[PASSAGE GIVEN]:
**********
US 4419775 A
A whirlpool system has the air and water mixing systems adjacent to the pump. The air and water mixing system is connected to inlets and outlets within a tub by flexible pipes, preferably--or optionally by semi-flexible or rigid pipes. The outlets or inlets within the tub are preferably mounted in the tub from the inside of the tub.
1. A whirlpool bath for installation in an in-place bathtub comprising said bathtub and a pump assembly, said pump assembly being connected to said bathtub through at least one flexible inlet pipe; said flexible inlet pipe serving to take water from said pump to said bathtub and to permit said installation in said in-place bathtub; and at least one flexible outlet pipe, said flexible outlet pipe serving to return water from said bathtub to said pump and said flexible inlet pipe and said flexible outlet pipe permitting said installation in said in-place bathtub; wherein:
(a) said inlet pipe is connected at one end to an inlet means within said bathtub for the purpose of providing whirlpool action in said bathtub, and said inlet pipe is connected at the other end to said pump;
(b) a water and air mixing means operatively situated between said pump and said inlet pipe, said water and air mixing means being connected to said pump and between said pump and said flexible inlet pipe--whereby said water and air mixing means combine with said flexible inlet pipe to provide whirlpool action; and
(c) a recirculating means for returning water from said bathtub to said pump.
2. The whirlpool bath of claim 1 wherein said inlet means is secured to said tub by a fastening means inside said tub.
3. The whirlpool bath of claim 2 wherein said water and air mixing means comprises at least one inline venturi connected at one end to said inlet pipe and at the other end to an outlet divider, said outlet divider being operatively connected to said pump assembly; and an air intake connected to said venturi to permit air to pass into said venturi and mix with water to thereby provide the whirlpool action.
4. The whirlpool bath of claim 3 wherein said outlet pipe has a diameter up to twice the diameter of said inlet pipe; and said outlet means has a diameter up to twice that of said inlet means.
5. The whirlpool bath of claim 4 wherein said outlet pipe is connected to a return means mounted from inside the tub at one end thereof and to an intake means on said pump assembly at the other end thereof.
6. The whirlpool bath of claim 5 wherein said outlet pipe is connected to the pump inlet for the purposes of providing water to the pump to be mixed with air.
7. The whirlpool bath of claim 6 wherein said outlet means and said inlet means are mounted by means of screws from inside the tub.
**********
[DATA LINES]:
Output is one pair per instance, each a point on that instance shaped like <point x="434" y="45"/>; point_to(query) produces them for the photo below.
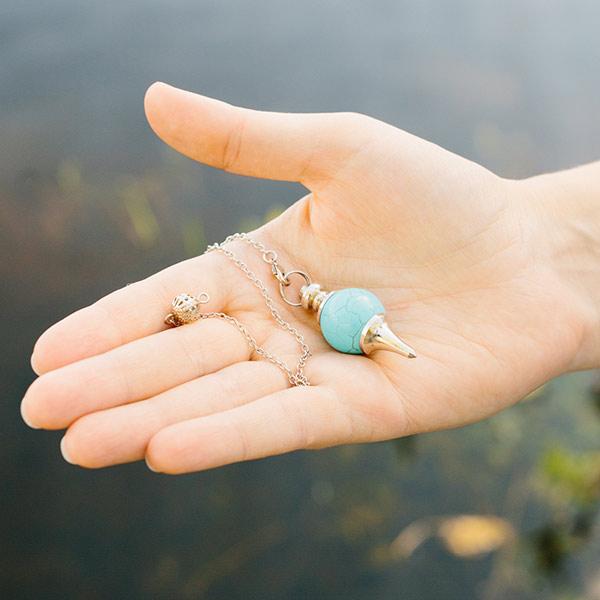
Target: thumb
<point x="307" y="148"/>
**********
[TASK OBJECTIVE]:
Write out the whirlpool bath patent text word for word, between "2. The whirlpool" and "the whirlpool action.", inclusive.

[RESPONSE FOR THIS EXERCISE]:
2. The whirlpool bath of claim 1 wherein said inlet means is secured to said tub by a fastening means inside said tub.
3. The whirlpool bath of claim 2 wherein said water and air mixing means comprises at least one inline venturi connected at one end to said inlet pipe and at the other end to an outlet divider, said outlet divider being operatively connected to said pump assembly; and an air intake connected to said venturi to permit air to pass into said venturi and mix with water to thereby provide the whirlpool action.